▶ Sayfa metni:
★ ★ ★ ★ ★

Adliye, dava, adalet gibi kelimeleri telaffuz ettiğimiz noktada işin esasına ulaşabilmek için mübaşirlerin muazzam önem taşıdıkları hepimizce bilinen bir gerçek. Merakla adliyeye koştuğumuz her gün dosyaya bir şekilde ulaşabilmek için işinin ehli ve çalışkan bir adliye çalışanına ihtiyaç duyuyoruz: Bilindiği üzere mevzuatımız bu kişiye mübaşir adını veriyor.
Mahkeme kalemine gittiğimizde incelememiz gereken dosyayı mübaşirden rica ediyor ve merak ettiğimiz sorulara bu şekilde ulaşıyoruz. Duruşmalarımız aynı saate denk geldiğinde mübaşir ile konuşuyor ve bilimsel olarak mümkün olmayanı başarıyor; yani aynı saatteki iki duruşmaya da iştirak edebiliyoruz. Duruşma salonundan biraz uzakta bir dostumuza mı denk geldik, rahatça sohbet edebiliyoruz. Çünkü vakti geldiğinde mübaşirin bizi bulacağını biliyoruz. Eski bir dosyamız mı var; mübaşir hemen imdadımıza yetişiyor ve tozlu arşivlerden dosyamızı çıkartarak yanı başımıza kadar getiriyor. Yeni bir dosya mı aldık, Müvekkilimizin eksik getirdiği evrakları mübaşir vasıtasıyla elde edebiliyoruz. Adliyeye dair bir feryadımız mı var, hemen mübaşire içimizi döküyoruz.

★ ★ ★ ★ ★

Mübaşirlerin adliyedeki rolünü anlatan yukarıdaki metni hiçbir değişiklik yapmadan baştan sona kopyalayın.

Bölge etiketleme kayıtları:
★ ★ ★ ★ ★

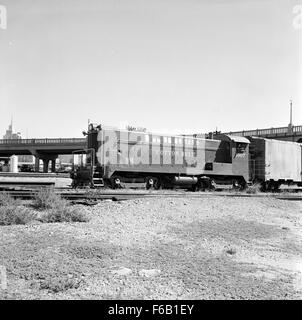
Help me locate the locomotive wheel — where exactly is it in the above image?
[110,176,122,189]
[146,177,161,190]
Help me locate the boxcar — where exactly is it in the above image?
[249,137,302,189]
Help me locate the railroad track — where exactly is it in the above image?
[5,188,302,201]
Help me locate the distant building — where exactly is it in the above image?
[3,121,35,164]
[3,121,21,139]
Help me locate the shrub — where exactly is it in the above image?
[40,277,82,293]
[40,205,89,222]
[0,191,20,206]
[33,188,67,210]
[0,205,36,226]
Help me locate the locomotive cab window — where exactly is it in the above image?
[236,143,247,153]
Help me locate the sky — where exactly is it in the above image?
[0,0,302,138]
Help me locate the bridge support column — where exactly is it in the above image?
[43,159,49,173]
[51,159,56,172]
[35,156,40,172]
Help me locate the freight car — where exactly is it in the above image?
[71,124,302,190]
[72,124,250,190]
[249,137,302,191]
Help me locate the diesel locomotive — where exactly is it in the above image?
[71,124,302,190]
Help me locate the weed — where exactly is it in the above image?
[0,205,36,226]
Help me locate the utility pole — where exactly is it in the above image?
[288,100,293,132]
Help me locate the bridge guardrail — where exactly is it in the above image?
[228,126,302,136]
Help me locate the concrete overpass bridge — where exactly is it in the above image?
[0,138,86,172]
[225,125,302,143]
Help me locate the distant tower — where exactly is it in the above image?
[288,100,293,132]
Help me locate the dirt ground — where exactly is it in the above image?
[0,197,302,299]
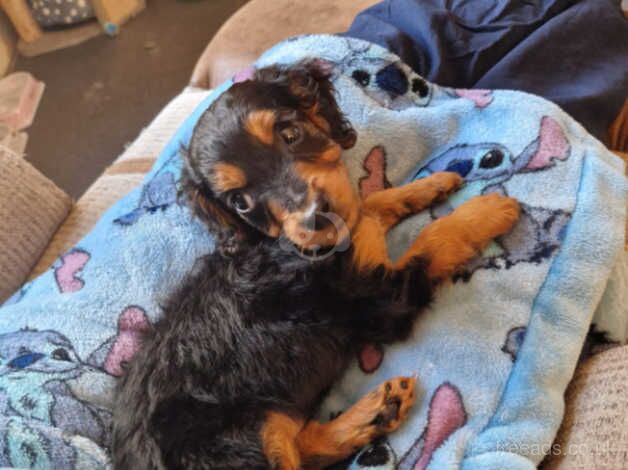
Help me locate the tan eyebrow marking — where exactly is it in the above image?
[244,109,276,145]
[211,162,246,193]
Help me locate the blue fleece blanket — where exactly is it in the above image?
[0,36,627,469]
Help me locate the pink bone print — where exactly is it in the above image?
[454,89,493,108]
[398,382,467,470]
[414,383,467,470]
[526,116,569,170]
[358,145,390,199]
[103,306,150,376]
[54,249,89,293]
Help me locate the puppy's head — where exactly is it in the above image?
[183,62,359,255]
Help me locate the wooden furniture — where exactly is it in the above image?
[0,0,146,57]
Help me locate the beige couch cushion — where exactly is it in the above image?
[542,346,628,470]
[0,151,72,302]
[27,89,209,278]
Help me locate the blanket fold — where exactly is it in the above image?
[0,36,628,470]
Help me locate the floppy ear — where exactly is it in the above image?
[179,155,250,255]
[256,60,357,149]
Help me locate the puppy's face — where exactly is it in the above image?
[185,63,359,249]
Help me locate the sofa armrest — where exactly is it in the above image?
[190,0,378,88]
[541,346,628,470]
[0,151,72,302]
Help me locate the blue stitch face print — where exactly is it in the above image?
[0,329,110,468]
[338,41,432,110]
[415,117,571,280]
[0,330,81,380]
[416,144,525,183]
[114,171,177,225]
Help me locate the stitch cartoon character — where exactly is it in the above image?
[337,39,432,110]
[413,116,571,279]
[0,329,110,464]
[113,171,177,226]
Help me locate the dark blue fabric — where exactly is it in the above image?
[345,0,628,142]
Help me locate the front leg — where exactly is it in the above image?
[363,171,464,232]
[395,193,520,283]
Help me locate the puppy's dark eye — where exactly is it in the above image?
[480,150,504,168]
[229,191,255,214]
[279,126,301,145]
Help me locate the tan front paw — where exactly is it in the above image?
[371,377,416,434]
[427,171,464,202]
[456,193,521,245]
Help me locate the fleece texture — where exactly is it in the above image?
[0,36,628,470]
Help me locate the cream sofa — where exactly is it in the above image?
[0,0,628,470]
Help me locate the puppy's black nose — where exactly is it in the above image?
[301,199,333,232]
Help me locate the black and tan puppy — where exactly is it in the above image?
[113,63,519,470]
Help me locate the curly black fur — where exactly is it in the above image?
[112,65,432,470]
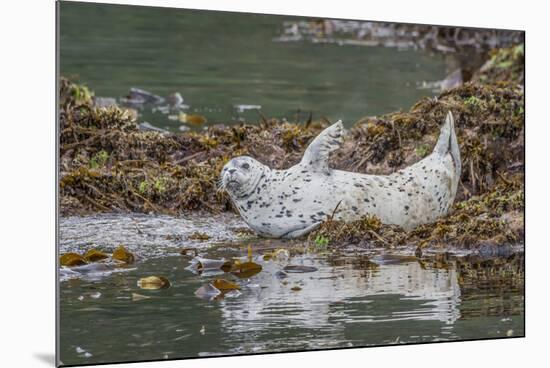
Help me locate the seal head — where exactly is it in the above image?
[219,156,266,199]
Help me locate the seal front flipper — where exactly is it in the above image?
[300,120,344,173]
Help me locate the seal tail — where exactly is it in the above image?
[434,111,460,172]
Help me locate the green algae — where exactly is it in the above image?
[60,46,525,253]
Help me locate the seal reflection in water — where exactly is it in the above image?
[220,112,461,238]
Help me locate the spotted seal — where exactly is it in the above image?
[220,112,461,238]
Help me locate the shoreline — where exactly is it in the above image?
[59,45,525,251]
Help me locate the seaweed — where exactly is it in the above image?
[59,45,525,250]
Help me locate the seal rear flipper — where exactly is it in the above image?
[300,120,344,172]
[434,111,461,175]
[281,222,322,239]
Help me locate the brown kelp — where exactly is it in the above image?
[59,45,525,249]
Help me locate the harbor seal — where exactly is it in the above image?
[220,112,461,238]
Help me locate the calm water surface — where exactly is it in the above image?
[60,214,524,364]
[60,2,447,130]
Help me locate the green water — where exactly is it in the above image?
[59,214,524,365]
[60,2,446,130]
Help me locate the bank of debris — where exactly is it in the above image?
[59,45,525,248]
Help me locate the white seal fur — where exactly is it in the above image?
[220,112,461,238]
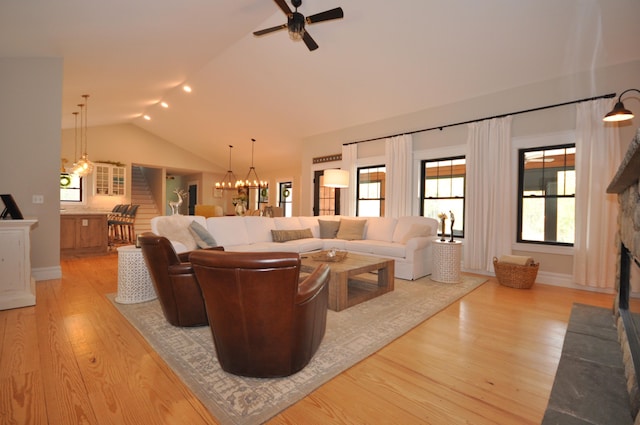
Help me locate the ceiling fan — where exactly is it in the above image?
[253,0,344,51]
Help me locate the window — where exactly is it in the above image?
[278,182,293,217]
[420,156,467,238]
[313,170,340,216]
[60,173,82,202]
[518,144,576,246]
[356,165,386,217]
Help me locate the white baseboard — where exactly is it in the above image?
[31,266,62,281]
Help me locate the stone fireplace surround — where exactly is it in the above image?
[607,128,640,424]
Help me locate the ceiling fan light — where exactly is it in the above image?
[287,12,304,41]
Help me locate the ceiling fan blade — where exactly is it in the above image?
[273,0,293,16]
[306,7,344,24]
[253,24,287,37]
[302,31,318,52]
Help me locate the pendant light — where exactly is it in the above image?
[239,139,269,189]
[215,145,238,190]
[65,111,78,174]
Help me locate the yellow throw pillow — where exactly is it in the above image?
[336,218,367,241]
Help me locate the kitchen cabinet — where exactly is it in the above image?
[60,213,108,257]
[0,219,38,310]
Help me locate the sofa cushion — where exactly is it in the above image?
[273,217,303,230]
[400,223,431,243]
[156,214,198,251]
[345,240,407,258]
[336,218,367,241]
[392,216,438,243]
[271,229,313,242]
[318,220,340,239]
[365,217,397,242]
[244,216,276,243]
[298,217,320,238]
[207,216,253,248]
[188,220,216,248]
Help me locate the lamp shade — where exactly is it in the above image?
[602,89,640,122]
[322,169,349,188]
[602,102,633,122]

★ ★ ★ ★ ★

▶ Doğru yanıt:
Adliye, dava, adalet gibi kelimeleri telaffuz ettiğimiz noktada işin esasına ulaşabilmek için mübaşirlerin muazzam önem taşıdıkları hepimizce bilinen bir gerçek. Merakla adliyeye koştuğumuz her gün dosyaya bir şekilde ulaşabilmek için işinin ehli ve çalışkan bir adliye çalışanına ihtiyaç duyuyoruz: Bilindiği üzere mevzuatımız bu kişiye mübaşir adını veriyor.
Mahkeme kalemine gittiğimizde incelememiz gereken dosyayı mübaşirden rica ediyor ve merak ettiğimiz sorulara bu şekilde ulaşıyoruz. Duruşmalarımız aynı saate denk geldiğinde mübaşir ile konuşuyor ve bilimsel olarak mümkün olmayanı başarıyor; yani aynı saatteki iki duruşmaya da iştirak edebiliyoruz. Duruşma salonundan biraz uzakta bir dostumuza mı denk geldik, rahatça sohbet edebiliyoruz. Çünkü vakti geldiğinde mübaşirin bizi bulacağını biliyoruz. Eski bir dosyamız mı var; mübaşir hemen imdadımıza yetişiyor ve tozlu arşivlerden dosyamızı çıkartarak yanı başımıza kadar getiriyor. Yeni bir dosya mı aldık, Müvekkilimizin eksik getirdiği evrakları mübaşir vasıtasıyla elde edebiliyoruz. Adliyeye dair bir feryadımız mı var, hemen mübaşire içimizi döküyoruz.